-- Start --

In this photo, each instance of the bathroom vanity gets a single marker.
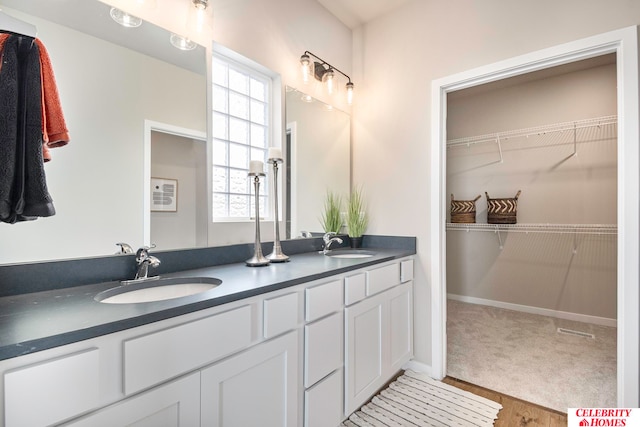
(302, 343)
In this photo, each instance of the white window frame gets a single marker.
(274, 127)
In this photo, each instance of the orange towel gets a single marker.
(3, 39)
(54, 127)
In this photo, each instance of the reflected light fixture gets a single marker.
(199, 19)
(182, 43)
(125, 19)
(324, 72)
(147, 4)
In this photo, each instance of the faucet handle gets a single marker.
(125, 248)
(328, 236)
(143, 253)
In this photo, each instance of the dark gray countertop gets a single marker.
(37, 321)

-- End --

• Task instructions: Lay out every line of the records above as a Markdown table with two columns, Row and Line text, numbering the rows in order and skipping blank lines. Leave the pictures out of the table.

• Task output:
| Row | Line text |
|---|---|
| 1 | In this photo, each instance of the bathroom vanity gets a single marker. |
| 2 | (302, 343) |
| 3 | In this photo, each instance of the white window frame gets a single marker. |
| 4 | (274, 127) |
| 5 | In this photo, each instance of the orange towel gets a single marker. |
| 6 | (3, 39) |
| 7 | (54, 127) |
| 8 | In this photo, each instance of the reflected light fixture gets a single marker. |
| 9 | (199, 19) |
| 10 | (182, 43) |
| 11 | (125, 19) |
| 12 | (324, 72) |
| 13 | (147, 4) |
| 14 | In this photo, each instance of the faucet handle gets a single marker. |
| 15 | (125, 248) |
| 16 | (328, 236) |
| 17 | (143, 253) |
| 18 | In this photo, each instance of the dark gray countertop gets a single marker. |
| 19 | (37, 321) |